Could you give the entries again, exactly as written?

--- Extracted records Enclosed Below ---

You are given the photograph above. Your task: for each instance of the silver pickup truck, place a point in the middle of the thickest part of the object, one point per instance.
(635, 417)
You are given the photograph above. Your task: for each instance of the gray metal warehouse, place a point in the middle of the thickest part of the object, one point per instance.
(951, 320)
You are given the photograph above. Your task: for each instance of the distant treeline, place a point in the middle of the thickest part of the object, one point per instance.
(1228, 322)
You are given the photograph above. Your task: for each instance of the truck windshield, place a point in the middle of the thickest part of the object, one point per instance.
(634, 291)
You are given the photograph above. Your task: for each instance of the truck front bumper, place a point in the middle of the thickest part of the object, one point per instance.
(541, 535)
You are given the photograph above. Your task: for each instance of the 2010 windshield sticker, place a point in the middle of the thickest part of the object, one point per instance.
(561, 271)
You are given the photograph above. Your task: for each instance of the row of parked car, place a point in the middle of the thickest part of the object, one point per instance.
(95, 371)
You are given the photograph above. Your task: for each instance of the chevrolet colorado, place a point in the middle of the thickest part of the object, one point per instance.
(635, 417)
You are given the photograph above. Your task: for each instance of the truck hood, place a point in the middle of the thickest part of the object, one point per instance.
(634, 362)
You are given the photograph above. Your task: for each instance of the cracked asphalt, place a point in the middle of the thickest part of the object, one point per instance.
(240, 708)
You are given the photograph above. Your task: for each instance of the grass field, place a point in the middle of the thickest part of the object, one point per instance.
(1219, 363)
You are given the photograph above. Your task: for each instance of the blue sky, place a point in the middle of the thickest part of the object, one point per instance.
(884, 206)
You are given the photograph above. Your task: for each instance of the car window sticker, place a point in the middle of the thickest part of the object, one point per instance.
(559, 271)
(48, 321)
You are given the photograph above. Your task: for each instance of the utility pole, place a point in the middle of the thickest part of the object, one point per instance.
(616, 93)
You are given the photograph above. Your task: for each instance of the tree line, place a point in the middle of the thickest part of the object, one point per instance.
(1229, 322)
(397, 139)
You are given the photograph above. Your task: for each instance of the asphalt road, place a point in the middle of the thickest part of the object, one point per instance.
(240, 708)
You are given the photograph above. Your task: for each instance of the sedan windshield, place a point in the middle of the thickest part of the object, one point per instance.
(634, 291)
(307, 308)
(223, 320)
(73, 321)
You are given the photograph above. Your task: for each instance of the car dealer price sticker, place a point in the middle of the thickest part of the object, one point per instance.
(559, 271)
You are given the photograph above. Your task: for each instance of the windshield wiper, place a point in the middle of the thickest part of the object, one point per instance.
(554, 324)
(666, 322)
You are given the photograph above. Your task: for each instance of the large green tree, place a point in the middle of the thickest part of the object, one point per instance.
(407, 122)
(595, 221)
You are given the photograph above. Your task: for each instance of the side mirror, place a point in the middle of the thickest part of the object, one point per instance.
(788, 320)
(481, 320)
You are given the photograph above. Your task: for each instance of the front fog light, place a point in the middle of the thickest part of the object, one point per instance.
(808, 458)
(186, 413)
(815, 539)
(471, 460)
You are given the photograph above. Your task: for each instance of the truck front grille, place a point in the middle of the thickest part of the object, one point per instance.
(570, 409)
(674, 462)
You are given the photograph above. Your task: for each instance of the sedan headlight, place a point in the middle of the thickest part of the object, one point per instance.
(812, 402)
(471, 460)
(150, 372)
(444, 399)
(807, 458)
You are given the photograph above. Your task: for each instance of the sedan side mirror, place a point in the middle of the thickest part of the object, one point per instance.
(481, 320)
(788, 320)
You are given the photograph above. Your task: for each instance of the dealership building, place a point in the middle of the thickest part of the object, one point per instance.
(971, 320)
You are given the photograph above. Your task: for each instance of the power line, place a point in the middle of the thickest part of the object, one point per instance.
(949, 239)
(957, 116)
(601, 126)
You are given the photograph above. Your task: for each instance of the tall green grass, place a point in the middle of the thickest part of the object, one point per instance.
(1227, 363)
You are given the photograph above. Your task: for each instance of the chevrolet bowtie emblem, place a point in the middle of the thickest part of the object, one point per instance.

--- End of Enclosed Extracted records ---

# [Answer to this exercise]
You are given the photograph above. Your task: for each instance of the silver pickup truck, place a point in the middle of the thickest part of the object, one point per instance.
(635, 417)
You are given the photograph above. Your task: for each instance of the gray metal warehouse, place a point in the middle of the thickest part of the object, one point per instance.
(951, 320)
You are given the photograph above. Your task: for each instance of the distant treeline, place a point in the middle of the thickest part of the object, one point per instance.
(1228, 322)
You are given the photograph above. Your task: for each instance of the truck windshield, place a point in the middle of the thickest part of the object, one point per instance.
(634, 291)
You are given the photograph above. Your task: for each instance of the truck front bumper, place a point in the middle of the thickest part of the object, one point per instance.
(541, 535)
You are given the photograph above. Your task: for each instance of the 2010 windshield sticker, place a point in the middle of the thickest part of the object, one point per instance.
(561, 271)
You are given the photograph above. Your task: for each instance of the row of parked car, place a point in the middle of the thickest part of the object, one point per instance.
(95, 371)
You are given the photograph above. Your task: for each instance of the chevrolet colorado, place a point in the middle of the thickest part of the object, one point per instance.
(635, 417)
You are given the photograph above. Your task: for each instance of the truck hood, place a point in the middle of the thickest part of the object, one point per instance.
(634, 362)
You are given the photograph above. Your task: for each instance of the cracked asphalt, place a point in the middle of the thickest part of the object, one point per instance.
(240, 708)
You are given the photograph above. Your task: for each instance of the grass field, place a point in the middle of the thickest part of the object, one point per instance.
(1219, 363)
You are given the photograph above. Your task: for each instance of the blue sky, place a point in the middle of the thickest part of the object, one point per instance.
(884, 206)
You are given the photograph above. Your task: for each instance of the car window sticker, place a point in the middle of the thickest part of the object, one point per instance.
(559, 271)
(48, 321)
You are given the photograph above. Your task: for each instance of the utility pole, place a point in the middle of the thickest part of the object, one point per instance.
(616, 93)
You are given the photograph above. Your task: for each instance of the tree line, place a point in the middle of the thickest part of the object, one point per instance.
(1229, 322)
(397, 139)
You are given the photograph above. Your task: for each instance of the asphalt road, place a point in the middle of the thickest part of the object, one point per instance.
(240, 708)
You are given the photograph above. Your task: for each instance of the sedan windshield, place a point in the middle of the thickest part of the object, one point per instance.
(634, 291)
(307, 308)
(223, 320)
(73, 321)
You are given the photograph above. Your task: for each instance of the car dealer price sticker, place a point in the middle of the thickest part of the object, one point per instance.
(559, 271)
You are given the photograph above. Your task: for each instance of the windshield wiper, place a point in the middle of the thickest part of the object, one point per instance.
(554, 324)
(666, 322)
You are given the photograph above. Your task: for each instance of the large green tree, place a point in the middle of the thickest part of the object, one point per instance.
(407, 122)
(595, 221)
You are given the photograph above. Your task: for each instance of the side mirror, place a point in the middle of the thickest part of the object, one point per instance.
(788, 320)
(481, 320)
You are given the photograph above. Your task: for each instance of the front fog light, place a point in the middle of the thickest part of the object, one point per instance.
(808, 458)
(186, 413)
(815, 539)
(471, 460)
You are given the photograph above. Your task: for each instance of the truck front grille, place a point in the middle of the thickest part of the object, one point per instance.
(570, 409)
(674, 462)
You are given the photograph above. Your task: for each instance of the sedan headlight, place a point in the middle of the thickest part of the object, one point per instance.
(812, 402)
(471, 460)
(150, 372)
(444, 399)
(807, 458)
You are given the photograph above. Your task: for each instance of the sedan side mirror, place a point in the middle of the thickest part of the object, one point per instance.
(481, 320)
(788, 320)
You are given the photograph above. Your task: for each instance of the dealership building, place a point in the middle of the thickest part of the object, one point per instance.
(971, 320)
You are given the photograph above. Your task: for each instance of the power line, place a point in the middle of the thickest part of the object, one point per instance.
(949, 239)
(957, 116)
(601, 126)
You are given the photograph above. Your task: for each instance of the tall green grass, place a point in the middle of the thickest part of the object, one point per instance.
(1227, 363)
You are given the photograph above. Your task: for each instance of the chevrolet bowtie emblem, place a point in the middle of the thickest part of the object, one point per instance.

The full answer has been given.